#### STATED GOAL 1
In the interview about making the documentary, why did the Kickstarter change how the filmmaker worked on the film? Answer in one to three sentences.
#### STATED GOAL 2
Summarize the interview about making the documentary in two sentences.

#### QUOTED PASSAGE
>>>>>
Me: How hard was it to get the music rights, seeing how they’ve had so many record labels over the decades?
Andrew Reich: It wasn’t really that hard because they’ve gotten back their rights to a lot of their catalog. The only albums where I had to actually license things were the three major label albums: Third Eye, Phaseshifter and Show World. Those were tough. John Silva, their former manager who’s such a powerhouse in the music industry, helped me. But it did cost quite a bit of money to get the rights to the songs from those three records.
Me: Was it about the same with clearing clips in the documentary?
Andrew: Yeah. It’s really tough. Luckily the fair use rules make a lot of this stuff possible. If it wasn’t for fair use there’s just no way this documentary could exist. If you’ve got Jeff McDonald talking about the Ramones and then I show a clip of the Ramones; I don’t have to pay for that. That’s fair use. I really had to become an expert on how to do that to get all the clips of all the things that are in this movie.
Me: What sort of interesting items did you find while making the film?
Andrew: John Silva sent me all this stuff that he had. All these files. In there was this folder that was checks and money orders that people had sent around when the Neurotica album came out. There was some kind of Neurotica pack where it was like a T-shirt and a couple other things and all these people sent this, and the band just didn’t get their shit together. They just didn’t send them. I don’t think these checks have been cashed. There are money orders, and in there. I was like, it would be cool to make these shirts again from the original screens that Bill (Mooney of Tannis Root) has and then track these people down. There was one from Krist Novoselic from Nirvana, really, before Bleach came out or anything. And Krist had sent his check in for this Neurotica shirt and never got it.

Me: How long from the first time you said to the McDonald brothers, “Hey guys, let’s do something” to “We’re finished!”
Andrew: Both those dates are a little bit hard to pin down, but let’s say eight, nine years, somewhere around there. I mean, there were a lot of reasons for that. One was when I first approached them and they said yes, and we started; I’m a television writer and showrunner, which is my main job. I got busy with making TV shows. I was focused on that. It was really so it was very sporadic for a few years. I would maybe interview them and like six months later I would do another one. It was very sporadic for a while until I did the Kickstarter, which was like 2019. I got money from people that made me serious about buckling down. I was realizing that I’m never gonna finish this movie at this rate, doing it this way. It was costing money. The Kickstarter really gave me the kickstart. And then it was finished to varying degrees. It was finished enough to submit to some festivals. We submitted to Tribeca and South by Southwest. You submit and you wait. We got rejected from all those big festivals, but the movie was kind of done, at least done enough. Then we started getting into most of the music documentary festivals like IN-EDIT, Doc’n Roll and Sound Unseen. They started accepting it and showing it. And at that point, I finished it for a festival screening. And then in 2024 Abramorama came on board to distribute it, and that’s when the theatrical finished version was done.
It definitely took years and years, but that was not like I was working consistently on it for all those years. And also just, I didn’t know what I was doing. So I was kind of moving slowly because I didn’t really know how to do this. I was learning as I went. The more I shot and the more research I did and finding more and more archival material, I started to sense here’s the shape of this and started to figure it out. I’m glad it took that long because in that time I found so much amazing material that if I had banged this out in a year or two, so much great stuff would not have been in the film. It took me a long time for that stuff to be discovered.
<<<<<
#### DATASET EXTRACT
>>>>>
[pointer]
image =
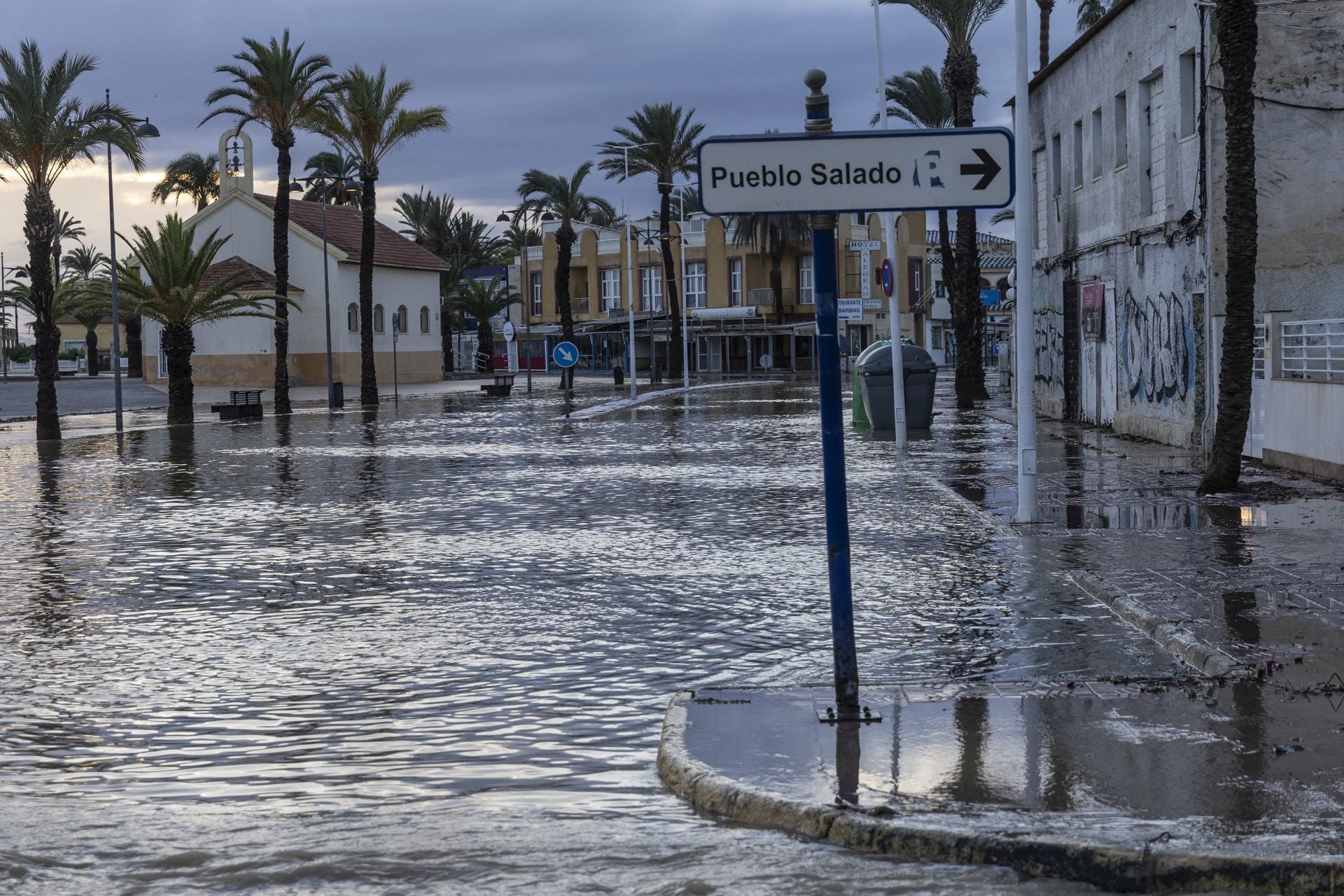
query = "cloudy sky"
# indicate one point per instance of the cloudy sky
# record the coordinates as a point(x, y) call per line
point(526, 83)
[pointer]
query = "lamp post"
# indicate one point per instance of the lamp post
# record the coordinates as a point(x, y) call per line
point(629, 250)
point(349, 187)
point(144, 131)
point(538, 216)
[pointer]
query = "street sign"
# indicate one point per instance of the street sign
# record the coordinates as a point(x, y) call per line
point(565, 355)
point(850, 309)
point(858, 171)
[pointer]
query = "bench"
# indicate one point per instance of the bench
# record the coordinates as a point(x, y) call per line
point(502, 386)
point(242, 403)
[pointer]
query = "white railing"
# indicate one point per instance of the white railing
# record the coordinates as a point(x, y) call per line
point(1312, 349)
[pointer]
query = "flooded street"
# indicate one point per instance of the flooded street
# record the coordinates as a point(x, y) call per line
point(429, 649)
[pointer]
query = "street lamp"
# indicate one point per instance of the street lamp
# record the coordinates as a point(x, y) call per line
point(347, 187)
point(144, 131)
point(4, 337)
point(538, 216)
point(629, 250)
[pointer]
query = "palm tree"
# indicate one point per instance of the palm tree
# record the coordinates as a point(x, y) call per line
point(1046, 7)
point(1238, 38)
point(958, 22)
point(773, 237)
point(43, 130)
point(671, 140)
point(334, 166)
point(1091, 13)
point(483, 301)
point(566, 200)
point(178, 298)
point(368, 121)
point(281, 89)
point(188, 175)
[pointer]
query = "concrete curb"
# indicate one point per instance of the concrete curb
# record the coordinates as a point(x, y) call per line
point(1198, 654)
point(932, 833)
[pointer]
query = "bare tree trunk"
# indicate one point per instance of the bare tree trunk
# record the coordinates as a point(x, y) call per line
point(39, 227)
point(178, 347)
point(1237, 45)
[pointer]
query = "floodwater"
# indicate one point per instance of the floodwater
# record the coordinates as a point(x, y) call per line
point(428, 649)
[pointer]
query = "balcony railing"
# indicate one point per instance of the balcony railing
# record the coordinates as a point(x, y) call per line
point(1312, 349)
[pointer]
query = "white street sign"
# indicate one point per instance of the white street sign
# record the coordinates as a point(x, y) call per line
point(859, 171)
point(850, 309)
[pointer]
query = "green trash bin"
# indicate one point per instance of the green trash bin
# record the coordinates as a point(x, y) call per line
point(920, 377)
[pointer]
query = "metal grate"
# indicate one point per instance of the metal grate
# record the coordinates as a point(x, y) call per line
point(1313, 349)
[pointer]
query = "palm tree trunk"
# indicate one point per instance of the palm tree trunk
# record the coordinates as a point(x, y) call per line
point(1046, 8)
point(1237, 43)
point(670, 279)
point(39, 226)
point(134, 348)
point(564, 253)
point(280, 237)
point(368, 370)
point(178, 347)
point(960, 71)
point(484, 347)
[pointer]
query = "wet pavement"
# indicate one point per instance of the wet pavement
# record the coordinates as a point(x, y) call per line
point(429, 649)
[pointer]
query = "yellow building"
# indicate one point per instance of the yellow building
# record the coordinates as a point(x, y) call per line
point(732, 318)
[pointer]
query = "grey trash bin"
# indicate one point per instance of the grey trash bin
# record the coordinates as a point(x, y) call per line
point(920, 377)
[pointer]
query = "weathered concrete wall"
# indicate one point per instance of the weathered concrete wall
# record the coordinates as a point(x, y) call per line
point(1114, 195)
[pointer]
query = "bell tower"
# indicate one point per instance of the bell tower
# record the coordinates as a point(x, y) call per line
point(235, 171)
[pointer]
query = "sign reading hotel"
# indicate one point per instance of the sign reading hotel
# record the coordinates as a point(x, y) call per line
point(858, 171)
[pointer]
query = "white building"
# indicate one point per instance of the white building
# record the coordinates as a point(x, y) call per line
point(1128, 147)
point(241, 351)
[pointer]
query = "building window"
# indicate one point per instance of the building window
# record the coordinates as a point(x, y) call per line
point(651, 288)
point(694, 281)
point(1078, 153)
point(1121, 130)
point(1097, 143)
point(1057, 164)
point(806, 295)
point(610, 289)
point(1187, 93)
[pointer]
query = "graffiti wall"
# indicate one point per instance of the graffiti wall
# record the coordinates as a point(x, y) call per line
point(1158, 351)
<<<<<
#### RIGHT ANSWER 1
Getting money from people made him serious about buckling down. He realized he would never finish the movie at the sporadic pace he had kept, and it was costing money.

#### RIGHT ANSWER 2
Andrew Reich says that securing music rights was tough and costly only for the three major label albums, and that fair use made it possible to include the film's clips. He describes finding uncashed checks and money orders for a Neurotica pack, including one from Krist Novoselic, and says the film took roughly eight or nine years, with a 2019 Kickstarter pushing him to finish before Abramorama came on board in 2024 to distribute it.